Exercise materials
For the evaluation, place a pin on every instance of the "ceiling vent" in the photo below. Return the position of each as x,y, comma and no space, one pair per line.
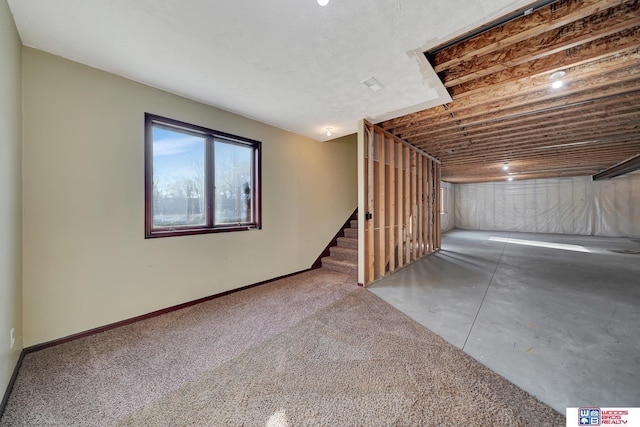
373,84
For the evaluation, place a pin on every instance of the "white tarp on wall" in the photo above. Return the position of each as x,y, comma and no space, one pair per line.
562,205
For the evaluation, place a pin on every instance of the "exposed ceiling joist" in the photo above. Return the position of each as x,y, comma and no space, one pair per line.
503,108
630,165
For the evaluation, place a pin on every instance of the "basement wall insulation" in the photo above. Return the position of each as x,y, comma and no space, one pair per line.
575,205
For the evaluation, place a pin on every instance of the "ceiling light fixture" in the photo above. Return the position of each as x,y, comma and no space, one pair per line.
372,84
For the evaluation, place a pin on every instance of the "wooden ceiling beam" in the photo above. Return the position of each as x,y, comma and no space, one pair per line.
604,156
626,166
506,82
559,41
483,118
521,144
537,22
586,113
496,101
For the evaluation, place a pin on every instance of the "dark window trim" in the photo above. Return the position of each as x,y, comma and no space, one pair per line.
210,134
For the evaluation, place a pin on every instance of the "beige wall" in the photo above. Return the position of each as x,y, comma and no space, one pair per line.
10,196
86,262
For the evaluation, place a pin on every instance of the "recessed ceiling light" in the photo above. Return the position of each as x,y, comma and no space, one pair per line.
372,84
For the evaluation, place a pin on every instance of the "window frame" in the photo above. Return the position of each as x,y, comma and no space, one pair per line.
211,136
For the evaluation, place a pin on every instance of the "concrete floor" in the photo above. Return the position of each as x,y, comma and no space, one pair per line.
562,323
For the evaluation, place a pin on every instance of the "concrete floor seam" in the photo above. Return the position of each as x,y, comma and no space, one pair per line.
504,246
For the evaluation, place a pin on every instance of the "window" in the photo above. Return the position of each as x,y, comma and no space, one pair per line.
198,180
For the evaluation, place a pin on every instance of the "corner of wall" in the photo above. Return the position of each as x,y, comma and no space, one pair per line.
10,196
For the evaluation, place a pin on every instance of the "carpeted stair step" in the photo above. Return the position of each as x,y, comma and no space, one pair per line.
351,232
340,265
348,242
347,254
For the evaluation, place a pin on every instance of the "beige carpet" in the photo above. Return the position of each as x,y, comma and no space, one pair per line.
308,350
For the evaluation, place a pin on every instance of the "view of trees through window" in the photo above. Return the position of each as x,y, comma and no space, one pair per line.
199,179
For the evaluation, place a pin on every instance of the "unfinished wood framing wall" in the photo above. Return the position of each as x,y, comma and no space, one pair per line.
402,191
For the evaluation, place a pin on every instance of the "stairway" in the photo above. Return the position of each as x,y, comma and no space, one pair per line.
344,257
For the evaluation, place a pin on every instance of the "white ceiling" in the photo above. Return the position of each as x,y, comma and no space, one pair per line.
289,63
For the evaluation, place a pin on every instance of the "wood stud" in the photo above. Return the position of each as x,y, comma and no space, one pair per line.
401,191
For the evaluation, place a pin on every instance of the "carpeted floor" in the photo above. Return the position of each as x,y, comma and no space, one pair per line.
312,349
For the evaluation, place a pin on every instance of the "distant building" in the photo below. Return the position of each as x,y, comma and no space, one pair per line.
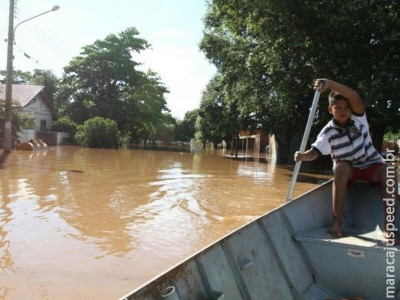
35,103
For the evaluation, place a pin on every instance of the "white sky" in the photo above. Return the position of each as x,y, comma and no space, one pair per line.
172,27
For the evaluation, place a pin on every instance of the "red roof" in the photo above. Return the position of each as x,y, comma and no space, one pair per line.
23,93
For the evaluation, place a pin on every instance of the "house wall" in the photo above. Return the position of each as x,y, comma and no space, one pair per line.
41,113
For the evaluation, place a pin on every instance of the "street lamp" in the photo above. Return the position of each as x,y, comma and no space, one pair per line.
11,36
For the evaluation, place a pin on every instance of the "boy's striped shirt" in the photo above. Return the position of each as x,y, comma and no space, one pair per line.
352,143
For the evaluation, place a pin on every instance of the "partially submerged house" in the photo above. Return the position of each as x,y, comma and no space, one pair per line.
35,103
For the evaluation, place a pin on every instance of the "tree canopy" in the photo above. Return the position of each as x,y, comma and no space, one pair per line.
103,81
269,52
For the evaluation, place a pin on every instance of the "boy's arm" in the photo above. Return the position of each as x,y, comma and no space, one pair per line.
356,102
309,155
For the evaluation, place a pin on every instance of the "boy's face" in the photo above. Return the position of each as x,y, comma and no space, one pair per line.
341,111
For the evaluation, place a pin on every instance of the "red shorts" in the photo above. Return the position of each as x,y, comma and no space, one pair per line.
366,174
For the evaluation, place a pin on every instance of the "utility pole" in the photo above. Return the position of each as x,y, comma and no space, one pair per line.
8,113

Exercise requirements
Return the whole listing, word for word, and leave out every picture.

Complete answer
For the evaluation, place a pin on every instance of the "ceiling vent" in the photo below. Return the position of each as x,y, comma and no space, one pair per line.
373,84
For the evaluation, place a pin on every instance of the "white tarp on wall" in the photo above. Return the position of each as x,y, comma and no space, one pair per line.
562,205
For the evaluation, place a pin on every instance of the "exposed ceiling joist" in the photo above. Return the position of each as x,y, comma and no space, one pair per line.
503,108
630,165
For the evaluation, place a pin on every instance of the "basement wall insulation" in the photo above. Return the position of each as x,y, comma and no space, one pair per line.
575,205
For the evaluation, place a pin on every instance of the "ceiling light fixture" in the photo above. Return the position of each as x,y, comma and no space, one pair per line.
372,84
For the evaluation, place a pin on every instance of the "wooden ceiling beam" in the photo above. Return the position of each as x,y, comma and no space, one pair per line.
604,156
626,166
506,82
559,41
483,118
521,144
537,22
586,113
496,101
For the evaluation, place a pin on every instance of the "dark window trim" in the photo above. Return the position of each as x,y, comma and no space, one pair per line.
210,134
For the evaluation, place a pin on every instance of the "beige wall" in the photo above. Return the position of each as x,y, comma and no space, one pair per line.
10,196
86,262
For the evaluation, place a pin on every instance of the "recessed ceiling light" in the photo above. Return the position of each as x,y, comma and no space, one pair per line.
372,84
For the evaluation, place a pin on every instance of the "window frame" in the photo above. Return the position of each as x,y, comma and no space, one pair per line.
211,136
For the evaluation, place a pin on every instance of the "concrete floor" in the photo above. Return the position of each as x,y, comma and no space, one pair per line.
562,323
For the evaluation, place a pin on every instance of the "concrete floor seam" in the photo above. Return the position of each as x,y, comma and no space, one pair per line.
504,246
For the evaluation, place a pin on every instance of the "window" in the photo above. Return the position of each as x,y, comma and no space, one pair per line.
198,180
For the evaluation, place a pin on every instance of the "corner of wall" in the photo above. Return the position of each as x,y, comma and no space, one pair per line.
10,196
For the evaluation, place a pin on every instance of the "carpeted stair step" in the photo above. Return the position of each as x,y, comma and no space, one pair per line.
351,232
340,265
348,242
347,254
For the evaluation, place a pin on every instance of the "beige carpet" in the photo above. Return the position of each as x,y, comma and no space, one pair per line.
308,350
For the evaluation, place a pin on every instance of the "view of trees through window" in the photo above. Return the position of each as x,y, comma and no space, one pair per line.
199,179
For the evaluation, place a pin on every instance of the "unfinished wood framing wall" in the photo above. Return the position of each as x,y, comma and no space, one pair per line.
402,191
For the evaluation, place a pin on every instance of the "stairway" in the photo above. Return the position of each as x,y, comma and no space, one pair per line.
344,257
For the evaluation, place a pin on every instance of the "white ceiling" in the photo above. Return the position of each as x,y, comma and no space, one pair per line.
289,63
For the evaluation, place a pin on every instance of the "wood stud" in the photo above. Return the position of each as x,y, comma and no space, one pair per line.
401,191
For the evaluation, place a pin on every instance of the "carpeted floor" in the photo above. Return the position of each as x,y, comma and no space, one pair per line.
312,349
For the evaluation, place a pin on every instance of the "distant building" in the photo below. Return the position of each as x,y, comma and no space, one pair per line.
35,103
For the evaluation, place a pin on every instance of the "white sky" in the photo above. Return the position of each as x,y, comma and no space, one pair per line.
172,27
For the evaluation, place a pin on every instance of the "red roof" in the photo above. Return the position of each as x,y, comma and no space, one pair per line.
23,93
For the evaluation, place a pin on every instance of the "house wall" in the photo above. Return the position of each as x,y, comma and no space, one pair per line.
41,113
For the evaluation, place a pin on every instance of the "street lamp" in the photo above. Return the position of each as x,y, comma and no space, one pair per line.
11,36
For the evaluation, place a pin on every instance of the "boy's striped shirt" in the photo above. Return the position of each as x,y, comma and no space, one pair per line.
352,143
For the evaluation, place a pin on every instance of the "partially submerged house" in the photo above. Return the position of each as x,y, comma and no space, one pair per line.
35,103
For the evaluation, place a pin on every instance of the "tree canopy" in the photo above. Return the position of each as x,y, comma and no space, one pair per line.
103,81
269,52
For the evaluation, place a pin on every instance of the "boy's arm" in the photo above. Return the position of each as x,y, comma and no space, one pair per line.
356,102
309,155
For the evaluation, place a pin on every instance of the "boy's face" in the photo above. Return the position of each as x,y, comma and no space, one pair per line.
341,111
For the evaluation, place a pin on every instance of the "red shorts" in the photo above. Return the position of each as x,y, comma and no space, one pair per line.
366,174
For the evaluation, place a pin on every instance of the "utility pole" in the photo above. Return the position of each as x,y, comma and no space, one pair per line.
8,113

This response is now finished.